— Task details —
Reproduce each of the records below word for word, leaving out the pictures.
## BEGIN Records supplied
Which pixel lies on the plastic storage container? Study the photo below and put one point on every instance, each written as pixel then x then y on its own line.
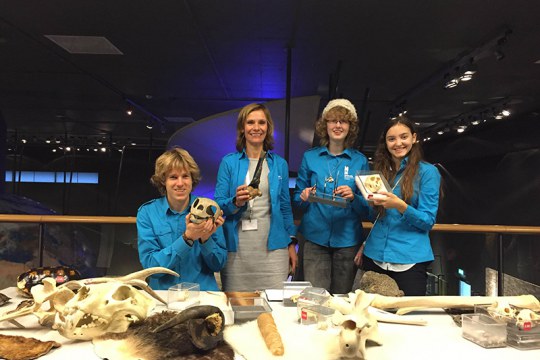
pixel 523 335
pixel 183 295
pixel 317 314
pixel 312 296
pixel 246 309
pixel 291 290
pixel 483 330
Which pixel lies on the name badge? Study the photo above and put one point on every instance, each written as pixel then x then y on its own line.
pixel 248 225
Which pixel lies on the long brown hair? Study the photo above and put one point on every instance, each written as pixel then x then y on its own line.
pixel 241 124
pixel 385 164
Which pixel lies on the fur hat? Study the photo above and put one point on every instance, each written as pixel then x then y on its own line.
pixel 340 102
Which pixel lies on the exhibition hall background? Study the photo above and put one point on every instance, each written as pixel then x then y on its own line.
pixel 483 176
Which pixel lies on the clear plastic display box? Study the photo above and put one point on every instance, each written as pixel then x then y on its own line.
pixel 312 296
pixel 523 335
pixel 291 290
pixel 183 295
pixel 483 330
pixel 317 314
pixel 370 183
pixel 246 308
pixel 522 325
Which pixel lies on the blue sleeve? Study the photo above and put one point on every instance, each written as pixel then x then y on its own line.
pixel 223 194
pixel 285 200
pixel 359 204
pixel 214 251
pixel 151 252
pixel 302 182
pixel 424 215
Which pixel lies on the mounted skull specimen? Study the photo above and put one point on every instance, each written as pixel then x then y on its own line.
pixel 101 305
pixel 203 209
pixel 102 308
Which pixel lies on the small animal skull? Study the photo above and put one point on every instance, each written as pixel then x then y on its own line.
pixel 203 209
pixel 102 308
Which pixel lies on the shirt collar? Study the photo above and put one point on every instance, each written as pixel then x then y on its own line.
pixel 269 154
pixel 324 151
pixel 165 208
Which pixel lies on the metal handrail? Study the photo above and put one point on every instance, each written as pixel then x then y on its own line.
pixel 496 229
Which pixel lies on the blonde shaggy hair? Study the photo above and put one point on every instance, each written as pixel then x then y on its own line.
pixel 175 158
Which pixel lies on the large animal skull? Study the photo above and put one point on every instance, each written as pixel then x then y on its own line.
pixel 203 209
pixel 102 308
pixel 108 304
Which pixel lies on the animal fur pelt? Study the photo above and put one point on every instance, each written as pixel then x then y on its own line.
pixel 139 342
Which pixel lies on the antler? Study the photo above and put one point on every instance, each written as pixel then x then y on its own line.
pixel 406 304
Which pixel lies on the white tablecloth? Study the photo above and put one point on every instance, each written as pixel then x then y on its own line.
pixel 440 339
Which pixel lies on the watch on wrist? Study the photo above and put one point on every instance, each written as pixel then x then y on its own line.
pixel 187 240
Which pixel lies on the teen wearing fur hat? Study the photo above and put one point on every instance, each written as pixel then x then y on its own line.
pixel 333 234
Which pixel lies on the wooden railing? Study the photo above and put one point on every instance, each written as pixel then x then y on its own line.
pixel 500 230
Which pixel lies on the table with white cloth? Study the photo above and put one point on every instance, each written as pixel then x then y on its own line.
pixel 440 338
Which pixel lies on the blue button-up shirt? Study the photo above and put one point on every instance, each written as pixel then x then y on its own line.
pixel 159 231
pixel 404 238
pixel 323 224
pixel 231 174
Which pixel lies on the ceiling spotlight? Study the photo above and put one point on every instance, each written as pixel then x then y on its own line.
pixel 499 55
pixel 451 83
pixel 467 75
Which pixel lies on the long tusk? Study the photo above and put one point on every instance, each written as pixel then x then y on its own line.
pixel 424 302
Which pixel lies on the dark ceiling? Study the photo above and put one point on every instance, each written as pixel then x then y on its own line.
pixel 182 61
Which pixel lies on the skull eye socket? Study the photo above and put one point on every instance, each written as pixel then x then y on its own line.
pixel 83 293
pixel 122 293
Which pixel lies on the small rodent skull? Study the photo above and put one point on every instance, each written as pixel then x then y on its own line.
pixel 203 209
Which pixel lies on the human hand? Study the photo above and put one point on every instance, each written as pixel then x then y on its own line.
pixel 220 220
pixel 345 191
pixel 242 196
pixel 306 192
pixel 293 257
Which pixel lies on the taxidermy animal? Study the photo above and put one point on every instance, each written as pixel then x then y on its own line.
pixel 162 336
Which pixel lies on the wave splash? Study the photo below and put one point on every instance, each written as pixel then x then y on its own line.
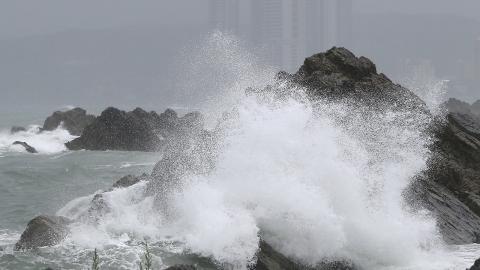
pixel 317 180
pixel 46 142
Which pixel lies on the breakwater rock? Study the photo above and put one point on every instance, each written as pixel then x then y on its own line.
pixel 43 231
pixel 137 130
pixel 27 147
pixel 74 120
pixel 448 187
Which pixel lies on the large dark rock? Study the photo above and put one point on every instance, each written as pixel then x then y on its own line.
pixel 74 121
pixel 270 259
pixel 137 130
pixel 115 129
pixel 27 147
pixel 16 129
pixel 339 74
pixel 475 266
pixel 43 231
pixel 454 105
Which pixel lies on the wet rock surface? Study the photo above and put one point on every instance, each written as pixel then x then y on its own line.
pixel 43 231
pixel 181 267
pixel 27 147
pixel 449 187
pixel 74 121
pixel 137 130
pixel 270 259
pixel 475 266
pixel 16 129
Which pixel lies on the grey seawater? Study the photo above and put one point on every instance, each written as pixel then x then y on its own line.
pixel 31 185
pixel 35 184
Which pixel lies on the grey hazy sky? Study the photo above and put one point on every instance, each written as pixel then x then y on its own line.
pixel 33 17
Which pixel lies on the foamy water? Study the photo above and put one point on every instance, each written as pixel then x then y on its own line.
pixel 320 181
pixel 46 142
## END Records supplied
— Finished task —
Which pixel lies on the plastic storage container? Study the photo below and put one point on every instance, each written as pixel then x then y on its own line.
pixel 523 335
pixel 183 295
pixel 317 314
pixel 312 296
pixel 246 309
pixel 291 290
pixel 483 330
Which pixel lies on the name badge? Study the photo above and put one point on every instance, each written as pixel then x then y on its own line.
pixel 248 225
Which pixel lies on the long brown hair? Study the photo above and put one point on every instance, each written as pixel then x then y on its own line.
pixel 241 124
pixel 385 164
Which pixel lies on the fur hat? Study the photo above and put one point on every instance, each written as pixel then x then y on its own line.
pixel 340 102
Which pixel lies on the exhibition hall background? Study the photo above and put one point on every instance, each written as pixel then x then y on its own line.
pixel 483 176
Which pixel lies on the clear plastic display box? Study the photo above and put one point on every instance, each written as pixel then x then y on its own line.
pixel 312 296
pixel 523 335
pixel 291 290
pixel 183 295
pixel 483 330
pixel 317 314
pixel 370 183
pixel 246 308
pixel 522 325
Which pixel lies on the blue sleeve? Study the photo above and put one point on every instance, each written as pixel then x then y on its own line.
pixel 223 194
pixel 285 200
pixel 359 204
pixel 214 251
pixel 151 252
pixel 302 182
pixel 424 215
Which pixel lies on the mounted skull specimen? Study the photo above and put one point on every instance, each written as pixel then x then y on its own line.
pixel 101 305
pixel 203 209
pixel 102 308
Which pixel lies on the small animal skull? Study the photo above and put one point on every instance, each written as pixel then x then y on its own line.
pixel 203 209
pixel 102 308
Which pixel lies on the shirt collar? Study the photo above and put one point on every instance, each written as pixel then x then y on its own line.
pixel 269 154
pixel 324 151
pixel 165 208
Which pixel lies on the metal handrail? Study the photo above and put one point on every instance, each written as pixel then x then y on its own line.
pixel 496 229
Which pixel lies on the blonde shaggy hair? Study the photo above and put one point on every instance, each written as pixel then x then y on its own line.
pixel 175 158
Which pixel lies on the large animal skull? Study the photo above and put one point on every instance, each written as pixel then x then y on its own line.
pixel 203 209
pixel 102 308
pixel 108 304
Which pixel lies on the animal fur pelt? Study the photo above and put one point on every instance, each written as pixel then x then y on its own line.
pixel 139 342
Which pixel lies on the antler? Study the photo above and put one point on every instance, each written as pixel then x then y on its own line.
pixel 406 304
Which pixel lies on the white tablecloth? Study the photo above and put one point on every instance, each written as pixel then x then y on its own line.
pixel 440 339
Which pixel lies on the watch on wrist? Study the photo above and put one point on every instance, each written as pixel then x then y on its own line.
pixel 187 240
Which pixel lies on the teen wearing fur hat? Study the photo above and put one point on every instance, each written as pixel then x then y on its own line.
pixel 333 234
Which pixel lies on the wooden railing? Study the photo above and put one point on every instance, each written as pixel then x then y on its own line.
pixel 500 230
Which pixel lies on the table with white cloth? Study the photo above and put one point on every instance, each written as pixel then x then y on its own line.
pixel 440 338
Which pixel lies on the blue button-up shirt? Study the photo above and put one point on every instance, each written as pixel then x then y on its own line.
pixel 159 231
pixel 404 238
pixel 323 224
pixel 231 174
Which pixel lies on the ceiling spotlight? Study the photo above and put one point on every instance, each written as pixel then x then y on its own line.
pixel 499 55
pixel 451 83
pixel 467 75
Which pixel lies on the long tusk? Study the photo above and put one point on every instance, each written as pixel then x then y on its own line.
pixel 424 302
Which pixel lies on the dark ceiling? Study the photo above and put one point on every instance, each written as pixel then x then y on its own line.
pixel 182 61
Which pixel lies on the skull eye socket? Study the photo above and put one point on every instance, each written as pixel then x then y on its own line.
pixel 83 293
pixel 122 293
Which pixel lies on the small rodent skull? Study the photo above and put one point on every instance, each written as pixel then x then y on its own line.
pixel 203 209
Which pixel lies on the human hand? Study the photo above and put one point on every instance, each written as pixel then x then y on its own line.
pixel 220 220
pixel 345 191
pixel 242 196
pixel 306 192
pixel 293 257
Which pixel lies on the taxidermy animal? Study the photo above and put one point on every instance, each written as pixel then x then y on its own line.
pixel 162 336
Which pixel lies on the wave splash? Study the photo below and put one point on every instance, each written as pixel then x then y on its own line.
pixel 317 180
pixel 46 142
Which pixel lies on the breakwater rock? Study the photo above and put one point on every instance, each written as pixel then x then y on its own line.
pixel 43 231
pixel 137 130
pixel 27 147
pixel 74 120
pixel 448 187
Which pixel lies on the large dark rock? Study the photo above and put one point on every instance, each written as pixel then x then y on its own line.
pixel 74 121
pixel 270 259
pixel 137 130
pixel 115 129
pixel 27 147
pixel 16 129
pixel 339 74
pixel 475 266
pixel 43 231
pixel 454 105
Which pixel lies on the wet rock surface? Study the photo above and put one point on every instance, each written as pixel then x then y on its own line.
pixel 43 231
pixel 181 267
pixel 27 147
pixel 449 187
pixel 74 121
pixel 137 130
pixel 270 259
pixel 475 266
pixel 16 129
Which pixel lies on the grey seawater? Study the photo above and put one point on every instance, each written as pixel then x then y on its own line.
pixel 31 185
pixel 35 184
Which pixel lies on the grey hazy sky? Study the photo above and put one point on every instance, each written as pixel then x then y on its own line.
pixel 33 17
Which pixel lies on the foamy water? Study the photo above and put one point on every instance, each written as pixel then x then y on its own line.
pixel 320 181
pixel 46 142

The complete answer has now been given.